● **DATA FOR THIS TASK**:
━━━━━━━━━━━━━━━━━━━━
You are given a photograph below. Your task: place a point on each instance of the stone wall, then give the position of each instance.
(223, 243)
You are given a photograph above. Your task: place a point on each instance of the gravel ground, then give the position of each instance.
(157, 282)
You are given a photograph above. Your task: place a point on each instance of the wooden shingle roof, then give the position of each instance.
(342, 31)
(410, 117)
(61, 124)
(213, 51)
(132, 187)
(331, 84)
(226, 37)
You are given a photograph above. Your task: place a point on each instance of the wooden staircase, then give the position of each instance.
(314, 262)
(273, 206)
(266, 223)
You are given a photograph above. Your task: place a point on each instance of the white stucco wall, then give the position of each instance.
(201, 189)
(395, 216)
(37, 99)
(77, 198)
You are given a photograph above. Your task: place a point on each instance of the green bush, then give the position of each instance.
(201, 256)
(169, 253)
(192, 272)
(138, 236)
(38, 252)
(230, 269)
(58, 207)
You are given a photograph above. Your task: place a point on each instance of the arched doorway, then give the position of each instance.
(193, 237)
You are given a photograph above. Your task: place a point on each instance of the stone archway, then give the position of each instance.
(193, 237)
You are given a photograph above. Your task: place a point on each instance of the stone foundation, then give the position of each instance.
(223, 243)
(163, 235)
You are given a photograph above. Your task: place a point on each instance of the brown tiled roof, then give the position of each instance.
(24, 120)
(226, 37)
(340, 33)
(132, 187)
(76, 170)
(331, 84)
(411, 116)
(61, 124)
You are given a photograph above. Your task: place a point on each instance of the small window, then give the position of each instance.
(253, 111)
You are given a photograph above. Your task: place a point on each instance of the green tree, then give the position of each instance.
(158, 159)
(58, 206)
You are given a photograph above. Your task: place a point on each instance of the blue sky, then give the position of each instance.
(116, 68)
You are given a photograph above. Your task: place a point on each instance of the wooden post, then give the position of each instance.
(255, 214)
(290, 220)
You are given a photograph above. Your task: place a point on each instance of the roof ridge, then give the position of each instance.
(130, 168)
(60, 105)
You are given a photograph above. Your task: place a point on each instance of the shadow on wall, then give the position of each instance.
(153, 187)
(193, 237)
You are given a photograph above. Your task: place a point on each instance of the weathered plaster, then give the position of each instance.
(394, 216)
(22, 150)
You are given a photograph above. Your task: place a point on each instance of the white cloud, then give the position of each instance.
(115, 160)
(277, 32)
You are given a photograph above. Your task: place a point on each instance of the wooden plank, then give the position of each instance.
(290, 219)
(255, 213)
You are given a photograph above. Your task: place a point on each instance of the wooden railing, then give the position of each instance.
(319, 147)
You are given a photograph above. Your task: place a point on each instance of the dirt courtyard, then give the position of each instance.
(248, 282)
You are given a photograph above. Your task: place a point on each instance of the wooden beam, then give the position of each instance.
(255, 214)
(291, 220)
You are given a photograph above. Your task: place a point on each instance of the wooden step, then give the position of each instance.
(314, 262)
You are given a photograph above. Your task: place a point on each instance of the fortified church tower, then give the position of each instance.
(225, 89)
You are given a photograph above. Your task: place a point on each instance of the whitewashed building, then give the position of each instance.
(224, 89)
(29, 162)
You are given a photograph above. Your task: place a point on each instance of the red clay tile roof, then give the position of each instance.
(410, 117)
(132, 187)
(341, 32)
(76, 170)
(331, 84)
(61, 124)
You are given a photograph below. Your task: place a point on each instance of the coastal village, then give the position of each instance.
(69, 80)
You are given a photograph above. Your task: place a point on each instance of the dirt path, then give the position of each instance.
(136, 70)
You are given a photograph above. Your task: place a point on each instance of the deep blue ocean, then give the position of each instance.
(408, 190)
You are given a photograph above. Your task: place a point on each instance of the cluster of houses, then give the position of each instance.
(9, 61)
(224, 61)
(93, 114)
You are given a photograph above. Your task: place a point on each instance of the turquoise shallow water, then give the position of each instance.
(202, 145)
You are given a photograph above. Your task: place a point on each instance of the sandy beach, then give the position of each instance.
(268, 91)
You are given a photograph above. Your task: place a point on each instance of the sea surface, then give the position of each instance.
━━━━━━━━━━━━━━━━━━━━
Format every line of the items above as a Markdown table with a Row column for the row number and a Line column for the text. Leave out blank lines.

| Row | Line |
|---|---|
| 1 | You are given a photograph below. Your task: place a point on each instance of the stone wall, then give the position of each instance. |
| 2 | (223, 243) |
| 3 | You are given a photograph above. Your task: place a point on each instance of the gravel ground, then give the position of each instance. |
| 4 | (157, 282) |
| 5 | You are given a photograph above. Your task: place a point on each instance of the wooden shingle roof, then give the position of each instance. |
| 6 | (342, 31) |
| 7 | (410, 117) |
| 8 | (61, 124) |
| 9 | (213, 51) |
| 10 | (132, 187) |
| 11 | (331, 84) |
| 12 | (226, 37) |
| 13 | You are given a photograph above. Your task: place a point on each instance of the wooden staircase, then give the position of each instance. |
| 14 | (314, 262) |
| 15 | (273, 206) |
| 16 | (266, 223) |
| 17 | You are given a photograph above. Your task: place a point on each instance of the white stucco wall, then give the position of each instance. |
| 18 | (201, 189) |
| 19 | (395, 216) |
| 20 | (37, 99) |
| 21 | (77, 198) |
| 22 | You are given a photograph above. Your task: place a point on each instance of the green bush, then give the position of each instance. |
| 23 | (201, 256) |
| 24 | (169, 253) |
| 25 | (192, 272) |
| 26 | (138, 236) |
| 27 | (38, 252) |
| 28 | (230, 269) |
| 29 | (58, 207) |
| 30 | You are given a photograph above. Your task: place a point on each instance of the arched doorway, then give the position of each instance. |
| 31 | (193, 237) |
| 32 | You are given a photograph above. Your task: place a point on each instance of the stone archway, then give the position of each instance. |
| 33 | (193, 237) |
| 34 | You are given a photograph above. Your task: place a point on each instance of the stone foundation, then give the position of each instance. |
| 35 | (223, 243) |
| 36 | (163, 235) |
| 37 | You are given a photograph above. Your task: place a point on each instance of the brown tiled roof, then give the position of each instance. |
| 38 | (24, 120) |
| 39 | (226, 37) |
| 40 | (340, 33) |
| 41 | (132, 187) |
| 42 | (76, 170) |
| 43 | (331, 84) |
| 44 | (411, 116) |
| 45 | (61, 124) |
| 46 | You are given a photograph above. Your task: place a point on each instance of the small window, then give the position of each instance. |
| 47 | (253, 111) |
| 48 | You are given a photograph above. Your task: place a point on each instance of the green tree, then give the position of each instance. |
| 49 | (158, 159) |
| 50 | (58, 206) |
| 51 | You are given a photograph above. Your task: place a point on each instance of the blue sky, then give the position of each instance. |
| 52 | (116, 68) |
| 53 | You are given a photograph above. Your task: place a point on each instance of the wooden post, then give the position of each instance. |
| 54 | (255, 214) |
| 55 | (290, 220) |
| 56 | You are given a photograph above. Your task: place a point on each instance of the roof ridge, then give the position of each instance. |
| 57 | (130, 168) |
| 58 | (60, 105) |
| 59 | You are given a photograph above. Your task: place a point on each instance of the shadow on wall, then give the position of each instance. |
| 60 | (153, 187) |
| 61 | (193, 237) |
| 62 | You are given a photograph above. Your task: place a point on each instance of the weathered plaster, then give the position of each instance. |
| 63 | (394, 216) |
| 64 | (22, 150) |
| 65 | You are given a photograph above. Your task: place a point on each instance of the white cloud, then give the position of each instance. |
| 66 | (115, 160) |
| 67 | (277, 32) |
| 68 | You are given a photograph above. Your task: place a point on each instance of the wooden plank, then give the position of each instance. |
| 69 | (290, 219) |
| 70 | (255, 213) |
| 71 | You are given a photograph above. Your task: place a point on each instance of the wooden railing, then give the position of each instance. |
| 72 | (319, 147) |
| 73 | You are given a photograph above. Your task: place a point on each instance of the dirt courtyard, then give the position of each instance. |
| 74 | (248, 282) |
| 75 | You are given a photograph above. Your task: place a point on each instance of the wooden beam, then give the position of each instance. |
| 76 | (255, 214) |
| 77 | (291, 220) |
| 78 | You are given a photograph above. Your task: place a point on each instance of the wooden step, then give the position of each instance. |
| 79 | (314, 262) |
| 80 | You are given a photograph above. Your task: place a point on each instance of the fortified church tower, then give the position of each instance. |
| 81 | (225, 89) |
| 82 | You are given a photograph above. Your task: place a point on each instance of the whitewashed building, then give the position of each instance. |
| 83 | (224, 89) |
| 84 | (29, 162) |
| 85 | You are given a photograph above. Your task: place a point on each instance of the red clay tile roof, then give the position of each instance. |
| 86 | (410, 117) |
| 87 | (132, 187) |
| 88 | (341, 32) |
| 89 | (76, 170) |
| 90 | (331, 84) |
| 91 | (61, 124) |
| 92 | You are given a photograph below. Your task: place a point on each instance of the coastal village, then give the position of each instance. |
| 93 | (69, 80) |
| 94 | You are given a photograph above. Your task: place a point on each instance of the dirt path, then give the position of each instance. |
| 95 | (136, 70) |
| 96 | You are given a photograph above. Your task: place a point on each instance of the deep blue ocean, then give the position of each instance. |
| 97 | (408, 190) |
| 98 | You are given a photograph above. Your task: place a point on each instance of the cluster of houses, then give the position of each instance. |
| 99 | (9, 61) |
| 100 | (224, 61) |
| 101 | (93, 114) |
| 102 | You are given a photograph above. Your task: place a point on each instance of the turquoise shallow water, then give the position of each instance. |
| 103 | (202, 145) |
| 104 | You are given a photograph above. Your task: place a point on each instance of the sandy beach, then give the position of each instance. |
| 105 | (268, 91) |
| 106 | You are given a photograph above. Your task: place a point on each instance of the sea surface, then give the position of each instance. |